▶ Given instruction: Copy out all the records exactly.
--- Information provided ---
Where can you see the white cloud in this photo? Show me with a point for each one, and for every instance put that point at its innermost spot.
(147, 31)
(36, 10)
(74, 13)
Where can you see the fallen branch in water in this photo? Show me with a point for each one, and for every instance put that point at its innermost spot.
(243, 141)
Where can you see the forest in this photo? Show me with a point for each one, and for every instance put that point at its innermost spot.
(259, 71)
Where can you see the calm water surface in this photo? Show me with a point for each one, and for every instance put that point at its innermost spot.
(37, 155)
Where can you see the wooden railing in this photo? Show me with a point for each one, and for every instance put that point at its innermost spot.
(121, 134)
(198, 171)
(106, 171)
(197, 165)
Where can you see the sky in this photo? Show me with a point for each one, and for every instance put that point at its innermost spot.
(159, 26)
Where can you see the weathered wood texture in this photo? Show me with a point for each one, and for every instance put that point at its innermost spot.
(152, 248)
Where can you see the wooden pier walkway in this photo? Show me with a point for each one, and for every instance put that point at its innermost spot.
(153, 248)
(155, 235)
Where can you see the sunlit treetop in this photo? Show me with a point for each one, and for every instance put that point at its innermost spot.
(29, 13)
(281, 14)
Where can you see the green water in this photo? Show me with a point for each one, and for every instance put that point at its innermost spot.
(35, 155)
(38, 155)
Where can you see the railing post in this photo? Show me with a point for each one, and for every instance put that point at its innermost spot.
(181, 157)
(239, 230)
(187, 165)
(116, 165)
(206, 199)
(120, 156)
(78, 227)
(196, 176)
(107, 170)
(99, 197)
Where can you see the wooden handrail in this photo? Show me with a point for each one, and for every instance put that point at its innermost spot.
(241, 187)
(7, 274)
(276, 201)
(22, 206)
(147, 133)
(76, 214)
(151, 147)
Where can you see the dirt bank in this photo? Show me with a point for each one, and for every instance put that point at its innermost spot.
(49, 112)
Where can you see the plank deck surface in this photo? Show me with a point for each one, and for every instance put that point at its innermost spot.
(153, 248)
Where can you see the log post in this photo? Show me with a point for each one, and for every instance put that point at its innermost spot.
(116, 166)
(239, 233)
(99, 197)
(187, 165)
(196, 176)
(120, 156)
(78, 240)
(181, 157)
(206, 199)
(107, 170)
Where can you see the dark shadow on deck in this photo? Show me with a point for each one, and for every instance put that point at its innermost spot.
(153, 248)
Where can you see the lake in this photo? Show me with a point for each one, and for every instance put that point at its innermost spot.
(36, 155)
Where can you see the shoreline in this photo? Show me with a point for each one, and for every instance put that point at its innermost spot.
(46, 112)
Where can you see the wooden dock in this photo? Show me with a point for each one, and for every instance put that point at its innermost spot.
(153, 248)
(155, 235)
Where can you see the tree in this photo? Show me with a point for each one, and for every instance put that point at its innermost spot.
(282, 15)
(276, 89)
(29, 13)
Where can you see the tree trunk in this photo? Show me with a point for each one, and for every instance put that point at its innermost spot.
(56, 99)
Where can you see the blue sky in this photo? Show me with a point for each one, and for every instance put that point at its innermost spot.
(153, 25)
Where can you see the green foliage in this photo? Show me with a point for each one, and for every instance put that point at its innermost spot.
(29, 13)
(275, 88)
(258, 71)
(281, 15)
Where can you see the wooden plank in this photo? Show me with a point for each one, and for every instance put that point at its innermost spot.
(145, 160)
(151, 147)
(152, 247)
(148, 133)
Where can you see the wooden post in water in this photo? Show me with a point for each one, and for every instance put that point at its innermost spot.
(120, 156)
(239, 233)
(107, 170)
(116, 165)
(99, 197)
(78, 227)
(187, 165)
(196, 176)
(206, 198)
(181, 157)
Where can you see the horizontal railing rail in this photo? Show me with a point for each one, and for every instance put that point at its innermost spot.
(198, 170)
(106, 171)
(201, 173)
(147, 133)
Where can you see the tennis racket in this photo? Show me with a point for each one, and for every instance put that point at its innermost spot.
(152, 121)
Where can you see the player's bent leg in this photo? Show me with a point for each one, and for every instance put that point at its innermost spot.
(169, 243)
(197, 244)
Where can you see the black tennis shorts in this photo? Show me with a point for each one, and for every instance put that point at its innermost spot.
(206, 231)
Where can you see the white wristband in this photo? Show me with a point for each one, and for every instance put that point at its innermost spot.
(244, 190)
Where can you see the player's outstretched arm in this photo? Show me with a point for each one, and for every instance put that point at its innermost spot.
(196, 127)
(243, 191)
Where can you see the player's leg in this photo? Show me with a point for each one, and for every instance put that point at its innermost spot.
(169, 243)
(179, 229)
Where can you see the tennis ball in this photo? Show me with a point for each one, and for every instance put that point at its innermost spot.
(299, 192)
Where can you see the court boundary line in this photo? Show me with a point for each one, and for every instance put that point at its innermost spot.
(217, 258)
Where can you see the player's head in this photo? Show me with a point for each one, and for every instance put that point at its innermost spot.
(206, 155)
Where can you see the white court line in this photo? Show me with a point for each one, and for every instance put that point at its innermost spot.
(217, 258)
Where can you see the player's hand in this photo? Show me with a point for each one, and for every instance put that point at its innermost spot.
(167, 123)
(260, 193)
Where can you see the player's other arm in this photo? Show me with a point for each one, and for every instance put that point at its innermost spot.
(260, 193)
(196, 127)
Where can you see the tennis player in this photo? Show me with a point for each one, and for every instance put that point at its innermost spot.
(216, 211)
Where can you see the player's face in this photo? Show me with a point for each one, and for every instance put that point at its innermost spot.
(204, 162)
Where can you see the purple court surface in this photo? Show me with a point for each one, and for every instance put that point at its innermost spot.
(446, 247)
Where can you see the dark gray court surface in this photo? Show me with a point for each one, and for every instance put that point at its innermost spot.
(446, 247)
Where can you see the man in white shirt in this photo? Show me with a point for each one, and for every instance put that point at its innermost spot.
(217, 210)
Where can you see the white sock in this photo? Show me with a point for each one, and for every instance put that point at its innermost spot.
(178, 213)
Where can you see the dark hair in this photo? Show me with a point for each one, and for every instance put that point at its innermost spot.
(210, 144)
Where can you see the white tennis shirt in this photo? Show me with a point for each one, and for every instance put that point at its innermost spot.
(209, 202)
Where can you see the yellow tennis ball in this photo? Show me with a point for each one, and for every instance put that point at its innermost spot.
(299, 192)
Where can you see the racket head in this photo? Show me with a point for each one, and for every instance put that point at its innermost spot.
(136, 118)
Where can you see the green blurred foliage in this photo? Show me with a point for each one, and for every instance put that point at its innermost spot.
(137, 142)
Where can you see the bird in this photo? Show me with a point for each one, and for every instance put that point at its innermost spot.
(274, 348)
---
▶ Problem solution:
Where can you see the white cloud in this photo? Show me with a point for each one, and for every instance put that point at its innermost spot.
(147, 31)
(36, 10)
(74, 13)
Where can you see the fallen branch in water in this photo? Show me with a point for each one, and for every instance put that point at its innermost spot.
(243, 141)
Where can you see the forest in this photo? Show me with a point for each one, and for every instance put that point at its innermost spot.
(259, 71)
Where can you see the calm water surface in this photo? Show me with a point for each one, and for every instance put that point at its innermost spot.
(37, 155)
Where can you see the wooden railing in this photo? Show me with a point for each one, and for every instance put that point at its innermost spot.
(121, 134)
(198, 171)
(106, 171)
(197, 165)
Where can you see the sky in this photo? Show me with a point for each one, and for every instance put that point at its innermost spot.
(159, 26)
Where can you see the weathered wood texture in this photo? Show me with a point for each one, and for every instance put that point at its innermost spot.
(152, 248)
Where can you see the wooden pier walkway in this photo? Show me with a point for each one, and for every instance put that point at its innermost spot.
(153, 248)
(155, 235)
Where can you see the sunlit treetop in this photo? Show me with a point for each one, and for every instance put that point at its innermost spot.
(29, 13)
(281, 14)
Where can you see the green water in this photo? Show me with a point for each one, and for every instance put that point at its innermost spot.
(35, 155)
(38, 155)
Where can you see the railing post in this photo? Show me with a point for each one, and for every instance put that point at its innermost spot.
(181, 157)
(239, 230)
(187, 165)
(116, 165)
(206, 199)
(120, 156)
(78, 227)
(196, 176)
(107, 170)
(99, 197)
Where can you see the wooden handrail in this photo? Show me with a point for each one, and for every instance put that point at its innermost spot.
(241, 187)
(7, 274)
(276, 201)
(22, 206)
(147, 133)
(76, 214)
(151, 147)
Where can you see the dirt bank in this photo? Show me with a point for each one, and for every instance put that point at its innermost spot.
(49, 112)
Where can you see the plank deck surface in this photo? Show me with a point for each one, and for every instance put that point at its innermost spot.
(153, 248)
Where can you see the log post in this photo? Show me with a point for each one, and for every instance put that point at its innermost spot.
(116, 166)
(239, 233)
(99, 197)
(187, 165)
(196, 176)
(120, 156)
(78, 240)
(181, 157)
(206, 199)
(107, 170)
Where can you see the dark shadow on deck in this photo? Show me with a point for each one, and for every instance put that point at its innermost spot.
(153, 248)
Where can you see the lake in this photo? Show me with a point for each one, and for every instance put that point at its innermost spot.
(36, 155)
Where can you see the shoreline in this photo? Show me with a point for each one, and for every instance put that point at its innermost spot.
(46, 112)
Where can you see the wooden dock in this photo? Show me with a point for each one, and for every instance put that point at its innermost spot.
(153, 248)
(155, 235)
Where can you see the tree in this photo? Show me with a point for each one, and for every instance put that point at its innermost spot.
(282, 15)
(276, 89)
(29, 13)
Where can you see the tree trunk in this photo? Show me with a point for each one, and for every instance put that point at its innermost spot.
(56, 99)
Where can you see the blue sky in this photo? Show me with a point for each one, and for every instance put that point at its innermost spot.
(153, 25)
Where can you see the green foliage in this photo? Show me with a point for each one, and for every instance put that point at its innermost spot.
(29, 13)
(275, 88)
(258, 71)
(281, 15)
Where can you see the wooden plank in this photo? Show me with a point for each one, and for every instance put that point at its innermost spot.
(145, 160)
(151, 147)
(152, 247)
(148, 133)
Where can you see the wooden post in water in this photo? Show me with a point for each one, and for every instance put that point at its innermost spot.
(120, 156)
(239, 233)
(107, 170)
(116, 165)
(99, 197)
(78, 227)
(187, 165)
(196, 176)
(206, 198)
(181, 157)
Where can you see the horizontal railing rail in this photo? Show me with a point for each one, and for every instance put that point at its innermost spot.
(198, 170)
(106, 171)
(201, 173)
(147, 133)
Where can you see the tennis racket in this photo? Show me with a point for each one, and for every instance put that point at its innermost spot.
(152, 121)
Where can you see the player's bent leg in this photo? Show me with a point for each one, and for every instance put that point at its innermost spot.
(169, 243)
(197, 244)
Where can you see the black tennis shorts in this photo? Show me with a point for each one, and for every instance put that point at its innermost spot.
(206, 231)
Where can you see the white wristband in this photo? Show me with a point for each one, and for every instance put that point at its innermost spot.
(244, 190)
Where can you see the player's outstretched arm in this photo? Show me with a point for each one, and for every instance put that point at its innermost spot.
(196, 127)
(243, 191)
Where can you see the player's leg in this photo? Show me with a point for each one, and for every instance put that point at its innermost spot.
(169, 243)
(179, 229)
Where can you see the tennis ball in this photo? Show me with a point for each one, and for every instance put that point at its innermost spot.
(299, 192)
Where can you see the court boundary line in this photo? Show me with a point for each one, and for every instance put that point at its innermost spot.
(217, 258)
Where can you see the player's head in this photo? Show me with a point for each one, and for every instance put that point at its innermost spot.
(206, 155)
Where can you see the white court line in this photo? Show me with a point for each one, and for every instance put that point at its innermost spot.
(217, 258)
Where can you see the player's hand in this photo? Show me with a point for each one, and for every instance put that point at its innermost spot.
(167, 123)
(260, 193)
Where can you see the player's other arm in this photo? Show me with a point for each one, and for every instance put that point at its innermost spot.
(260, 193)
(196, 127)
Where can you see the tennis player in this photo? Show me with a point for each one, and for every instance put that point at its innermost spot.
(216, 211)
Where can you see the player's face in this photo? Show me with a point for each one, and for every instance put that point at its innermost spot.
(204, 162)
Where can you see the purple court surface in this photo? Show me with a point for each one, and for every instance put that point at its innermost spot.
(446, 247)
Where can you see the dark gray court surface in this photo? Show me with a point for each one, and for every instance put that point at its innermost spot.
(446, 247)
Where can you see the man in white shirt in this photo? Show me with a point for each one, and for every instance put that point at its innermost spot.
(217, 210)
Where can you see the white sock in this photo? Show me with a point for each one, and for every instance put that point at its innermost spot.
(178, 213)
Where can you see the dark hair in this photo? Show me with a point for each one, and for every instance put that point at its innermost spot.
(210, 144)
Where can you see the white tennis shirt in this photo? Show me with a point for each one, and for every instance put that point at its innermost spot.
(209, 202)
Where can you see the yellow tennis ball in this photo? Show me with a point for each one, and for every instance put that point at its innermost spot.
(299, 192)
Where can you see the racket head in this photo? Show me with a point for each one, and for every instance put that point at its innermost spot.
(136, 118)
Where can you see the green blurred foliage in this photo? Show me with a point for each one, and for every instance put that point at its innermost spot.
(137, 142)
Where can you see the bird in this photo? Show me with a point for each one, and for every instance put that point at its innermost spot.
(274, 348)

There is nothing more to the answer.